[PROBLEM DESCRIPTION] Copy out every one of the records below word for word, leaving out the pictures.

[GIVEN RECORDS]
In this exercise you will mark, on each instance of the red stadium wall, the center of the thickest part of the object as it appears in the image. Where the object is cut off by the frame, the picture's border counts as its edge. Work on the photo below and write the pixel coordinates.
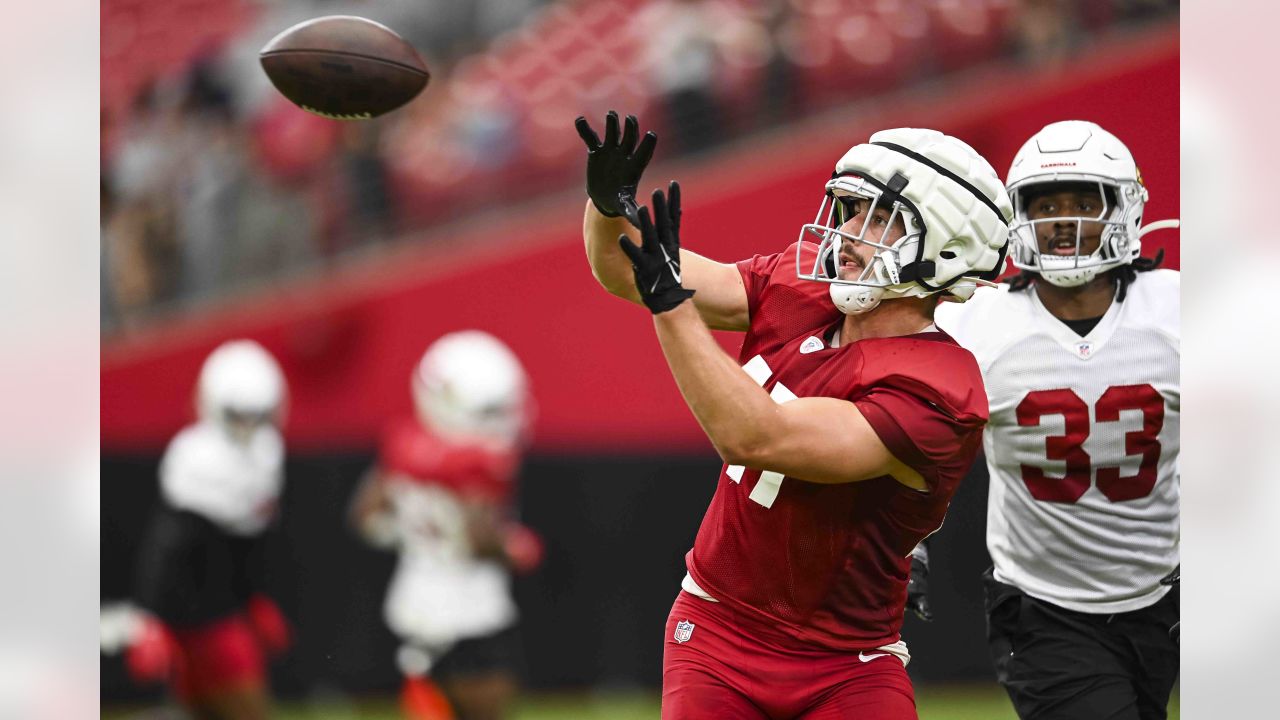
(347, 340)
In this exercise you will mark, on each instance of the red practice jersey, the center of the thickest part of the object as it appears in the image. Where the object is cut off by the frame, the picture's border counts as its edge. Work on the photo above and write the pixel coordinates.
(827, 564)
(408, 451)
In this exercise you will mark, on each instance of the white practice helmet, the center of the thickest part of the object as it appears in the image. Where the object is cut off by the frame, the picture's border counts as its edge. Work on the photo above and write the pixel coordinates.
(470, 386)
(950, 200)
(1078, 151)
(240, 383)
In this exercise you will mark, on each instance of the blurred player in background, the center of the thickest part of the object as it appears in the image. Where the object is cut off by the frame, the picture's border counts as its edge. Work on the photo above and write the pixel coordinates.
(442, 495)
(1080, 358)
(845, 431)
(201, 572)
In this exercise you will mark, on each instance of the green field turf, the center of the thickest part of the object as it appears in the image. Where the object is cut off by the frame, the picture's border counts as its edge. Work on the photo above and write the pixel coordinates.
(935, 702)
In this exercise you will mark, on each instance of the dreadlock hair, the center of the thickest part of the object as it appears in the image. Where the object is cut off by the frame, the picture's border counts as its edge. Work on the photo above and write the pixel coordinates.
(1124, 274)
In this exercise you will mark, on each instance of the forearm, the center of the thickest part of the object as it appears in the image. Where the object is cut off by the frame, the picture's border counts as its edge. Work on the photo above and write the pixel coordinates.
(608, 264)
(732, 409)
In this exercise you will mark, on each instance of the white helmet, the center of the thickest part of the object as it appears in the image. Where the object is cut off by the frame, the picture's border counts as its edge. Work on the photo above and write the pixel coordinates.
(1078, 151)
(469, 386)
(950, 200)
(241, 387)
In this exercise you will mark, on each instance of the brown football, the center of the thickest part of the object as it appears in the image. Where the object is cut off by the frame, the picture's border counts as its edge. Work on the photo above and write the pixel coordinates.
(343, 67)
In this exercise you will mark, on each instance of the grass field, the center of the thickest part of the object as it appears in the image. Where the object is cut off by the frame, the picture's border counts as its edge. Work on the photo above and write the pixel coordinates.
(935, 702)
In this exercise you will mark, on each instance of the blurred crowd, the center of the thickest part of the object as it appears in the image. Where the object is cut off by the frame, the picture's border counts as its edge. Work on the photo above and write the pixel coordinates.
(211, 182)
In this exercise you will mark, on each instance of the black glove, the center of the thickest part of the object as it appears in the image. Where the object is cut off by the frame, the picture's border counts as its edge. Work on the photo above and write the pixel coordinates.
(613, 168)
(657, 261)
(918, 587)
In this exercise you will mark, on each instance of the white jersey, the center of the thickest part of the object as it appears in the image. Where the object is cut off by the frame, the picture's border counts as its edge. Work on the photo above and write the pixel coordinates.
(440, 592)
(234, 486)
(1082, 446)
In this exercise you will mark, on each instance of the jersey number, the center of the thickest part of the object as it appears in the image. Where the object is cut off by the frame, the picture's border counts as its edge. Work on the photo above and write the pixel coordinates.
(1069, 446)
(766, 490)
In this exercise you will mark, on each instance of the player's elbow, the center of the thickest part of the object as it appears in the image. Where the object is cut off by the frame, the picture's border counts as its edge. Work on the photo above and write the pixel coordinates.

[COMPLETE RESPONSE]
In this exercise you will mark, on each instance of the red stadium wall, the center of the thickest part of the object as it appears in the image. Where the object is cut off by the frame, the picture's border counts as its edge. Work on the photo below and write the pixel coordinates.
(347, 340)
In this exercise you will mark, on each instance of the red practice jersey, the center of the thickest part of the object as it appears in the image. Where the object is cut off by the frame, the picture's border counts as its edge. Work on the photo above and write the pixel coordinates.
(827, 564)
(408, 451)
In this exercise you will mark, on each instance of the white practice helmet, the center of the thickest part of the object as it appears in the image. Where the object is cut off by the frame, the picture's border counts as its edge. Work on the photo above and write the pixel coordinates.
(470, 386)
(950, 200)
(1078, 151)
(240, 383)
In this exercise you will mark, on each instance of the blurred player in background, the center of the thickest part of the object as it appears in the image. Where the object is cut off by the frame, the picture's border counts as its edge. Work on the photo above and write the pixel coordinates.
(442, 495)
(1080, 358)
(845, 431)
(201, 572)
In this exercise you will mark, on each instance of the green field turf, the center of the thickest part of the object as it appears in the image. Where the object is cut off by the frame, the picture's border counts as its edge. Work on the photo above and write the pixel coordinates.
(935, 702)
In this exercise you will mark, on each instance of the dreadlock hair, the center of the thickest part of the object as it appears in the image. Where the object is cut off by the frame, the picture's border counts as its edge. Work on the photo above and write the pixel coordinates.
(1124, 274)
In this exercise you will mark, on each instance of the forearm, the center of the thickest part of the object as it appears in the image. Where the object is cut off by the frame, the picture's border counts as its edge. Work on the photo above and write the pixel coordinates.
(608, 264)
(732, 409)
In this exercise you will mark, on each instance of the white helmet, the center of the thickest part of the object as it appears in the image. Where the object is cut off by the frame, the picture's border counts as its edge. Work on the photo above and write the pixel coordinates.
(1078, 151)
(469, 386)
(950, 200)
(241, 387)
In this exercise you will mark, on each instance of the brown football, the center of the thickest part of the object as it appears in the image. Where the object is cut off by the frame, the picture's border counts as its edge. Work on the photo above and write the pixel coordinates.
(343, 67)
In this exercise you will mark, on each instance of the grass field, the center of the thickest part of the object as it appears in the image. Where the object is cut off by the frame, the picture's border counts as its edge. Work on the photo above and write the pixel coordinates.
(935, 702)
In this exercise you will mark, on each instance of the blurred crowd, the center of the thickest part of the object as it appears in the image. Where the object is cut off by the frame, the picture's border counts as its edge. Work on the photo above and write the pixel coordinates.
(211, 182)
In this exercise you will mark, on each instance of the black glove, the center of the thickest part of the object as it appears in the image. Where the object is cut off by the frame, the picture's border counts as its edge. Work on the photo above and write the pixel coordinates.
(613, 168)
(657, 261)
(918, 587)
In this exercise you will mark, on each instance of the white jersey, the center of the thickest part of the object as it appears in the image. Where the object is cut off by the frame, the picture's border counts as its edge. Work on the photo above and write the pixel coordinates.
(440, 592)
(234, 486)
(1082, 446)
In this exercise you will mark, on each instance of the jersey number, the center of the thickest part of the object as it appears in the image. Where the object is cut off by the frame, the picture's border counts as its edge. Work on the photo above and write the pixel coordinates.
(1069, 446)
(766, 490)
In this exercise you will mark, on each instance of the player's elbow, the center of the thickest part of the object as it appears in the image. Where the object is cut off by the frame, the picture's border counts as its edge. Work on the photo above and write the pixel coordinates.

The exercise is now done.